**Extract to read**
-- START --
Java (un)helfully allocates most of its heap on startup; you can control that behavior with the -Xms and -Xmx command-line options. — Coren/Marc (talk) 22:55, 22 August 2013 (UTC)
Specifying 32M for both of those options makes it slightly better. Now it "only" needs 1.2G. Anomie (talk) 13:11, 23 August 2013 (UTC)
With jamvm, I can get a max heap space of 300M with "just" 750M. Shrinking the heap space doesn't help much anymore. Growing the availible space to 2750M allowed me to run with a max heap space of 2300M, so that at least seems to scale. Jamvm is installed on all nodes, and is called with -jamvm. Martijn Hoekstra (talk) 21:04, 15 October 2013 (UTC)

Public tool database?

Can I create a database as a tool user that is visible to other tools? On toolserver, we did that by adding "_p" to the database name. Should be documented, even if it's "you can't do that here". --Magnus Manske (talk) 15:47, 22 August 2013 (UTC)

It should indeed. You have two choices:
  1. We do keep to the "_p" convention, by default every database user has "SELECT on %_p.*" and so can read databases named that way; or
  2. Since users have all privileges on databases they are allowed to create (username__%) with grant option, you can grant the appropriate to any or all users with a GRANT statement.
— Coren/Marc (talk) 22:52, 22 August 2013 (UTC)

Does 20% of this page really need to be about pywikipedia?

I know that pywikipedia is a popular tool, but it seems excessive for a fifth of this general help page to be about using it. At the moment and not counting the "TOCright" template, 16417 of 85463 bytes of wikitext (19.2%) and 230 of 1172 lines of wikitext (19.6%) are in the "Pywikipedia" section. Anomie (talk) 13:08, 3 September 2013 (UTC)

Hosted jQuery etc.

Does Tool Labs offer hosted resources like jQuery? Tools like Pathoschild's important [1] and friends started using e.g. [2] on which means agreeing to [3] -> [4] -> [5] i.e. to send all data to Google for any use. I block them so it's no big privacy issue for me, but it would be nice to fix. --Nemo 09:12, 10 September 2013 (UTC)

Can we just load the appropriate files from or Anomie (talk) 17:16, 10 September 2013 (UTC)
-- END --
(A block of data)
-- START --
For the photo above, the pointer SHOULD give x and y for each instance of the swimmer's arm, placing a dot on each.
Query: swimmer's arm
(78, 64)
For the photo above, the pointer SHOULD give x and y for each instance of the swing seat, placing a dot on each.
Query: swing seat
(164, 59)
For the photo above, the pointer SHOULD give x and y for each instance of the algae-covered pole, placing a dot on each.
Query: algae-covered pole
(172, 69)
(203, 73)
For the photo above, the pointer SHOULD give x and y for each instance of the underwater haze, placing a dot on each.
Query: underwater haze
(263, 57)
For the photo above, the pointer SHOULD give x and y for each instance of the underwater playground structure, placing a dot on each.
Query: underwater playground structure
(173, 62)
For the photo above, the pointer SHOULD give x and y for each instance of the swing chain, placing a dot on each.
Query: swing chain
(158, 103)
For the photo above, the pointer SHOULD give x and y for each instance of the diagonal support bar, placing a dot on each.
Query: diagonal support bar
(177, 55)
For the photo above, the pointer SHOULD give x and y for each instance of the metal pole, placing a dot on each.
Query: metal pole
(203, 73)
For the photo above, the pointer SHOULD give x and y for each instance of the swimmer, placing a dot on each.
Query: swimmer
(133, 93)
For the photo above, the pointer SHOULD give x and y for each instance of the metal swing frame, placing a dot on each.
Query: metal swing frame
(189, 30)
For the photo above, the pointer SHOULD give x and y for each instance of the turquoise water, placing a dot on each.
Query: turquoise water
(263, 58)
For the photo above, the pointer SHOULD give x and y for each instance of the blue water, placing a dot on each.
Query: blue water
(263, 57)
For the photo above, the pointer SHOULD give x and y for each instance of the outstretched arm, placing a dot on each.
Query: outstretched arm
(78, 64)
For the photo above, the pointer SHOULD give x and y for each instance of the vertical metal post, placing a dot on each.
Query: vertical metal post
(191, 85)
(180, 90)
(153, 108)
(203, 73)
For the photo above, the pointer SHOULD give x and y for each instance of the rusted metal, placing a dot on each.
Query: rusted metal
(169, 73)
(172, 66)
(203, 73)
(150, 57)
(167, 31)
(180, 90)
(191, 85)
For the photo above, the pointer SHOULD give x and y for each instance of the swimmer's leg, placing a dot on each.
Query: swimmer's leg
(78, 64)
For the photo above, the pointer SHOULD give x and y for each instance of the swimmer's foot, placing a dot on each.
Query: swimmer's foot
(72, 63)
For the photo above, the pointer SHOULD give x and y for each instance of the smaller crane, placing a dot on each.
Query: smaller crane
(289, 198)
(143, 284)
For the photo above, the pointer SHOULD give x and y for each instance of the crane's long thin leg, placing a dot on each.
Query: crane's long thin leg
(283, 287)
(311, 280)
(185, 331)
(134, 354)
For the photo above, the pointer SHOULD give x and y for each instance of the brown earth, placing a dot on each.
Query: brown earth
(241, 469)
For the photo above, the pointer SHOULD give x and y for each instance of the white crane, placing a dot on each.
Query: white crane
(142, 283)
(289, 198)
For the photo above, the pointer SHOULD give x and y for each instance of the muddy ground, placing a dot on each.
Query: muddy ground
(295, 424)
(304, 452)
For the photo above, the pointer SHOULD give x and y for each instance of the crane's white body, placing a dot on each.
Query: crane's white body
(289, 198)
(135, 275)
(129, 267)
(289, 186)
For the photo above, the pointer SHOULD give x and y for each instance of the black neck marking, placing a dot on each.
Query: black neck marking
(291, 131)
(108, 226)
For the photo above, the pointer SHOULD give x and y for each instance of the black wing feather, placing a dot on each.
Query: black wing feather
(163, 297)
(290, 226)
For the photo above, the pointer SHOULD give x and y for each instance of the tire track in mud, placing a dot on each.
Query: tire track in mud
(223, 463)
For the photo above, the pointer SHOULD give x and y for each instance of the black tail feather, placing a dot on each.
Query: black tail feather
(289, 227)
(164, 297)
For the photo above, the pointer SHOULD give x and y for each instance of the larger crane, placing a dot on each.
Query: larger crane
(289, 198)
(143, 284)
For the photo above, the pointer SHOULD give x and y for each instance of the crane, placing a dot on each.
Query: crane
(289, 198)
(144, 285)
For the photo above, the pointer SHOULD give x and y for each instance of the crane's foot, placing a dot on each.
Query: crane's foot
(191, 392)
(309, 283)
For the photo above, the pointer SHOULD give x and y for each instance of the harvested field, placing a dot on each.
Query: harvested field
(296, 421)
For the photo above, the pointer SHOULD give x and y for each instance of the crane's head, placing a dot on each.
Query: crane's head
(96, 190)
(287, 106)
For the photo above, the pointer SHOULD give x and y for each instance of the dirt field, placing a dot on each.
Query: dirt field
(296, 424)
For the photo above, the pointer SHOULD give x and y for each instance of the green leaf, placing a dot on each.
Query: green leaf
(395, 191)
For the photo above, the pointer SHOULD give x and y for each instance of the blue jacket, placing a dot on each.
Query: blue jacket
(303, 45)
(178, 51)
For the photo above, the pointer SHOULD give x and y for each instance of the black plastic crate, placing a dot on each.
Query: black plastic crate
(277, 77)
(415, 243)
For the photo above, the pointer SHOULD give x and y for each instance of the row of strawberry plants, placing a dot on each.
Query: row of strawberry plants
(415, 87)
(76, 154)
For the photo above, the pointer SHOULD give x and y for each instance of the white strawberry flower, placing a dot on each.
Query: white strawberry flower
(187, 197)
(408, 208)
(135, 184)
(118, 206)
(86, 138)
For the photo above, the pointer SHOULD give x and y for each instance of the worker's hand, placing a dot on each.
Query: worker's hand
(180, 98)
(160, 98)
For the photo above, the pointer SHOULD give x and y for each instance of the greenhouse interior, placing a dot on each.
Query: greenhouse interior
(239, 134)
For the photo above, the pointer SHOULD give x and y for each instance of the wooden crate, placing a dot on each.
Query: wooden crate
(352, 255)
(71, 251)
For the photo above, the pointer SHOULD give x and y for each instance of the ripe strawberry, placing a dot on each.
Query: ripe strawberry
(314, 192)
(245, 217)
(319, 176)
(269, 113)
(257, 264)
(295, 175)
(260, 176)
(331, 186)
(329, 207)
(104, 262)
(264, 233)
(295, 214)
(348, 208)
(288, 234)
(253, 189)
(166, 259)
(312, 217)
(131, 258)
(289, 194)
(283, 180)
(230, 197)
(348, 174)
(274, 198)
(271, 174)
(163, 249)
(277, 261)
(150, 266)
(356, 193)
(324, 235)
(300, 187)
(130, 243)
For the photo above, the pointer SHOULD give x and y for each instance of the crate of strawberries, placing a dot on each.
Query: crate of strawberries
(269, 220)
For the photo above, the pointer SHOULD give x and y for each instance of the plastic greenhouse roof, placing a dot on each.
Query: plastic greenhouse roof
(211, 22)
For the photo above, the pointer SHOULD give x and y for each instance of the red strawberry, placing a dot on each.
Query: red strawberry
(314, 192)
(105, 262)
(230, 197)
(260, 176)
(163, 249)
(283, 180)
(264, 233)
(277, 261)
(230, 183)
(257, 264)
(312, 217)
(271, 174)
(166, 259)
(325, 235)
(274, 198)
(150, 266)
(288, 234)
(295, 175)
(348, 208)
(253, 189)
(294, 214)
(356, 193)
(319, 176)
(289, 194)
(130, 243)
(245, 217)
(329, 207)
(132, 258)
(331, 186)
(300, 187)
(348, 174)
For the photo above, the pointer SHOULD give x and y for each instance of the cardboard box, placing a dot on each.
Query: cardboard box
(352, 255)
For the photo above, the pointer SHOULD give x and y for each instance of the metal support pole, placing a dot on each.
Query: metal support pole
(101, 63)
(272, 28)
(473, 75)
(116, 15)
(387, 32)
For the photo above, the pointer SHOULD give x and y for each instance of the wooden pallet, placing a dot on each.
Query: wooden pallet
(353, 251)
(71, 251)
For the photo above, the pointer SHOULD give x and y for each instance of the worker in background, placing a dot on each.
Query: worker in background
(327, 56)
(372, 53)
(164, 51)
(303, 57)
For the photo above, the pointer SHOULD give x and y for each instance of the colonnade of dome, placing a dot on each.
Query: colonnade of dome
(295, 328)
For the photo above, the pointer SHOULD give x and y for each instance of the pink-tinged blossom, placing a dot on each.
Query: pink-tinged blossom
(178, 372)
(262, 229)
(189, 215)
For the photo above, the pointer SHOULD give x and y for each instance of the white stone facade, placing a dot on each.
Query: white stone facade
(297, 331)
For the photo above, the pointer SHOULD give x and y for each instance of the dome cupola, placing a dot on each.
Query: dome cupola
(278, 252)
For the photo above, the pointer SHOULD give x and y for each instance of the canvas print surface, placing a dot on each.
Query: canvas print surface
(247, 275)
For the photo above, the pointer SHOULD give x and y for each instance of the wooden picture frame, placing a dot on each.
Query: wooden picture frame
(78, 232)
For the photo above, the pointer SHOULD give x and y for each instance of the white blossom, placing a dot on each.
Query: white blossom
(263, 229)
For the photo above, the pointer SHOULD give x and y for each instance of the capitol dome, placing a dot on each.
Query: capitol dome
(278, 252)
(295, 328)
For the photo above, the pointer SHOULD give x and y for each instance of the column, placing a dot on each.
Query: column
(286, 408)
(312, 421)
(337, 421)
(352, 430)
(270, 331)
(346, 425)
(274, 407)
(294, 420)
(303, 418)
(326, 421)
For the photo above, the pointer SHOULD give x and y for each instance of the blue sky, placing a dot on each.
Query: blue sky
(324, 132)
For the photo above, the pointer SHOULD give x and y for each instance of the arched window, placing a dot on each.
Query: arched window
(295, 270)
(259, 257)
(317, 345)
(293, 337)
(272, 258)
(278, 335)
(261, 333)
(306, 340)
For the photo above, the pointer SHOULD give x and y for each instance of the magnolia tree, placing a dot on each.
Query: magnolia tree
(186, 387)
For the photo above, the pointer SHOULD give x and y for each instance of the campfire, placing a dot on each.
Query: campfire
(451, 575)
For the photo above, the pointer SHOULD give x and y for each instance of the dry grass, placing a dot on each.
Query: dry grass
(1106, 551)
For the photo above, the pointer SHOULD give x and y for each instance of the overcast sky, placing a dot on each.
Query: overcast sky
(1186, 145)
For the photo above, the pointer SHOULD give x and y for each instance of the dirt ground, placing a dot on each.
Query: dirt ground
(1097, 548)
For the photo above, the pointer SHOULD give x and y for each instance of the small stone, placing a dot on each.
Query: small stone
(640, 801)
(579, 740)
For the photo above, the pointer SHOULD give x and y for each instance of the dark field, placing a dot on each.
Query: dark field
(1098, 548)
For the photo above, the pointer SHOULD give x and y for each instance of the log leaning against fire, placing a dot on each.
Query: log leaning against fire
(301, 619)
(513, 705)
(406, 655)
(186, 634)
-- END --
Reproduce, without any change, the part of the Tool Labs talk page that runs from "It should indeed." to "Hosted jQuery etc.".

**Solution for this task**
It should indeed. You have two choices:
  1. We do keep to the "_p" convention, by default every database user has "SELECT on %_p.*" and so can read databases named that way; or
  2. Since users have all privileges on databases they are allowed to create (username__%) with grant option, you can grant the appropriate to any or all users with a GRANT statement.
— Coren/Marc (talk) 22:52, 22 August 2013 (UTC)

Does 20% of this page really need to be about pywikipedia?

I know that pywikipedia is a popular tool, but it seems excessive for a fifth of this general help page to be about using it. At the moment and not counting the "TOCright" template, 16417 of 85463 bytes of wikitext (19.2%) and 230 of 1172 lines of wikitext (19.6%) are in the "Pywikipedia" section. Anomie (talk) 13:08, 3 September 2013 (UTC)

Hosted jQuery etc.